Start of SUPPLIED MATERIAL

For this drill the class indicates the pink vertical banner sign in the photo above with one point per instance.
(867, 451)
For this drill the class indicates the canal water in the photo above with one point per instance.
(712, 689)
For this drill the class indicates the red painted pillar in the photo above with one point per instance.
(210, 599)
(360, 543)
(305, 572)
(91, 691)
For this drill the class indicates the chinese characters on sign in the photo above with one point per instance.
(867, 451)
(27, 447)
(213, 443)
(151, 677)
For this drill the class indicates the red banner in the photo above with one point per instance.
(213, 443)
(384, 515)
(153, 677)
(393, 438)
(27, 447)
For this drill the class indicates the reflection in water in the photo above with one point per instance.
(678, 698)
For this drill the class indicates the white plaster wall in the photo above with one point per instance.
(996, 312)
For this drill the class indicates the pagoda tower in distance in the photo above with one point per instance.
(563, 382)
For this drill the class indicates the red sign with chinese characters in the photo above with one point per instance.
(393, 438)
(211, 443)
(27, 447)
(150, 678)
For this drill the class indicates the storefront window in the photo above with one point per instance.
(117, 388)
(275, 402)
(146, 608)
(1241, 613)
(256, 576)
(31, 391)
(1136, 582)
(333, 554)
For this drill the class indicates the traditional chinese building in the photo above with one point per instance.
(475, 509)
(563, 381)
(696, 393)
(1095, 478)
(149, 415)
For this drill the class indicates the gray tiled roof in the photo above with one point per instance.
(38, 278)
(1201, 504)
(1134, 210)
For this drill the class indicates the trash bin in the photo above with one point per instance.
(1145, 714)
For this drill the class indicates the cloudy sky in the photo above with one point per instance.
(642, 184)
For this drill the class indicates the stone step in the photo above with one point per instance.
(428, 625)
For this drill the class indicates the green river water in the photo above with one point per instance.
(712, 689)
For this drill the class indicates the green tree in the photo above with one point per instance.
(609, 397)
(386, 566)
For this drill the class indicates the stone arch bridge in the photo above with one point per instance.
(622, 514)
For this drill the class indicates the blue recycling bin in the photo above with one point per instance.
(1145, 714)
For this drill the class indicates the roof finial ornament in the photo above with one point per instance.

End of SUPPLIED MATERIAL

* TASK PROMPT
Update the records above by replacing "drill" with "exercise" everywhere it appears, and write them out in full with nothing else changed.

* EXPECTED OUTPUT
For this exercise the class indicates the pink vertical banner sign in the photo above with one point per instance.
(867, 451)
For this exercise the class indicates the canal water in the photo above with one point per instance.
(712, 689)
For this exercise the class indicates the red painted pillar in the photo above with one point per instance.
(210, 599)
(360, 543)
(305, 572)
(91, 691)
For this exercise the class indicates the chinese characters on sign in the photo above with one point per instance.
(867, 451)
(27, 447)
(213, 443)
(151, 677)
For this exercise the class indicates the red banner in the photo above with one point per instance.
(213, 443)
(384, 515)
(153, 677)
(393, 438)
(27, 447)
For this exercise the class indicates the reflection in water in the photo above with one point per instance.
(678, 698)
For this exercise the class indicates the white plaster wall in the photo above with one point per instance.
(996, 312)
For this exercise the class indicates the pagoda tower in distance in the photo above with one point per instance.
(563, 382)
For this exercise the class indicates the red sign with chinese characters in the photo above with one point per instance.
(393, 438)
(211, 443)
(27, 447)
(150, 678)
For this exercise the class indicates the storefront window in the photo above with one point per instance.
(117, 388)
(275, 402)
(146, 608)
(1241, 613)
(256, 576)
(31, 391)
(1136, 582)
(333, 554)
For this exercise the class indicates the traditional chinese building in the photo above with one point per instance.
(475, 509)
(563, 381)
(696, 393)
(1095, 478)
(149, 415)
For this exercise the class indicates the gray tiled roof in the photo above with one point per instance.
(38, 278)
(1201, 504)
(1134, 210)
For this exercise the class indicates the trash bin in the photo above with one point per instance.
(1145, 714)
For this exercise the class indicates the cloudy sky in the photo above with one point per instance.
(642, 184)
For this exercise the class indicates the stone step in the photo above with one point per instance.
(428, 625)
For this exercise the class indicates the green river water in the photo above with one point per instance.
(712, 689)
For this exercise the class indicates the green tree in the photo above with one point per instance.
(609, 397)
(386, 566)
For this exercise the class indicates the stone arch bridge in the photo above with one point per instance.
(622, 514)
For this exercise the class indicates the blue recycling bin in the photo above with one point per instance.
(1145, 714)
For this exercise the class indicates the roof finial ornament in the photo above with one point per instance.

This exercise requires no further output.